_Source document_

-*-

Scythian warrior (or the horseman)

The mummy has several similarities to the Scythian Princess like the frozen tomb being discovered in a Kurgan barrow in Russia's Ukok Plateau, the corpse being similarly treated to support mummification and the impressive tattoos found on the preserved skin. The Scythian Warrior seemed to be in a better shape than the Scythian Princess as it was suffering less from putrefaction. So probably the corpse was travelling less long to the burial site and/or death occurred closer to the winter season.

Apartment mummy

The mummy is a so-called apartment mummy, one of those cases where a quite isolated and ill individual died in his bed. In the case investigated it did take four years until the corpse was discovered. Besides signs of putrefaction and damages caused by maggots the corpse was well preserved by desiccation. In contrast to the samples of the much older cases the samples still smelled and part of the odor was rancid. In addition the sample was leaving fatty signs when put on paper. So the mummification and/or decay processes were still in progress to a certain extent. The subcutaneous fat sample with dermis was taken from the thigh.

Fresh tissue

A soft fresh tissue taken from the right posterior thigh of a 38-year-old white male.

Rehydration

Tissues from the 5,300 year old Iceman (Oetzi), the 2400 year old Scythian princess, the 2,400 year old Scythian warrior and a 4 year old apartment mummy were used for this study. First, all mummy tissues were rehydrated with a mixture of Na2CO3:ethanol:water (2:3:5, v:v:v) for 36 hours. Pellets and supernatants were separated and analyzed individually.

-*-

_Excerpted data_
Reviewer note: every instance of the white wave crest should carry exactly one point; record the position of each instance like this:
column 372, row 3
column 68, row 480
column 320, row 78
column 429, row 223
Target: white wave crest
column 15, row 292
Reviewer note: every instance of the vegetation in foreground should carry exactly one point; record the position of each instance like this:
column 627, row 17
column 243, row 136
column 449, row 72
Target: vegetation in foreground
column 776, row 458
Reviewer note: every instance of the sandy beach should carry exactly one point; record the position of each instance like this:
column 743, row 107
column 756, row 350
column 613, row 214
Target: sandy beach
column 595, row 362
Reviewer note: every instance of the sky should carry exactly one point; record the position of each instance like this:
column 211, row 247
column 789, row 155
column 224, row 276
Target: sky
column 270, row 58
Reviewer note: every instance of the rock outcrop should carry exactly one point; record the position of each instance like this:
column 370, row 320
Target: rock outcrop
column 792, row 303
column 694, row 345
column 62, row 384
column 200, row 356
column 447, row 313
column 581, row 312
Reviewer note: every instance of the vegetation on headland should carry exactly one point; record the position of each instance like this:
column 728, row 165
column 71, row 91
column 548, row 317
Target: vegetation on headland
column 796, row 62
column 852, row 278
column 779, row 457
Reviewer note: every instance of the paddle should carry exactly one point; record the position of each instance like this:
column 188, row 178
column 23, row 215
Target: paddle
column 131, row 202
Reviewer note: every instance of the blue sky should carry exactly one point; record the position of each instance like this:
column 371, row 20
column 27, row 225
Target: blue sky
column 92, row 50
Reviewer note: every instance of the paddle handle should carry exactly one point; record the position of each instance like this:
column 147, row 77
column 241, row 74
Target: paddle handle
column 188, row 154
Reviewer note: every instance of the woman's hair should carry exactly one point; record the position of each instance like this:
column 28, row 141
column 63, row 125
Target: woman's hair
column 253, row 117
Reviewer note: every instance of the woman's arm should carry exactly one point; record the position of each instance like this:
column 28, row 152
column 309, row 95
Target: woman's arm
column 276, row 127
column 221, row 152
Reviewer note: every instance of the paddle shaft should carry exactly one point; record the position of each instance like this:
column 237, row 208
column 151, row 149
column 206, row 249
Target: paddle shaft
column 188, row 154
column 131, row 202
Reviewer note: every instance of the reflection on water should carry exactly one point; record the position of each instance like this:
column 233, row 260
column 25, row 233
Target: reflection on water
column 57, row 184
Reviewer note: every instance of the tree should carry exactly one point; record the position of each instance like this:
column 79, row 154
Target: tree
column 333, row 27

-*-

_Work instructions_
Please pick up the passage on the mummy tissue samples after its final sentence and carry it further.

_Result_
A soft fresh tissue was used to compare overall glycosylation with mummy tissues. Because fresh tissue sample was not as dry as mummy samples, rehydration process was by-passed and glycans were directly released from tissue after homogenization.

Glycan release

PNGase F-based enzymatic release was used for N-glycan analysis and O-glycans were chemically released by beta-elimination using sodium hydroxide and additionally sodium borohydride to prevent degradation of glycans. All glycans were readily purified and enriched using a graphitized carbon (PGC) cartridge. Accordingly, the N and O-glycans were analyzed by microfluidic chip-based nano-high pressure liquid chromatography quadrupole time-of-flight mass spectrometry (HPLC-Chip/Q-TOF MS). Structural elucidation of abundant N-glycans found in mummy tissues was performed using tandem MS.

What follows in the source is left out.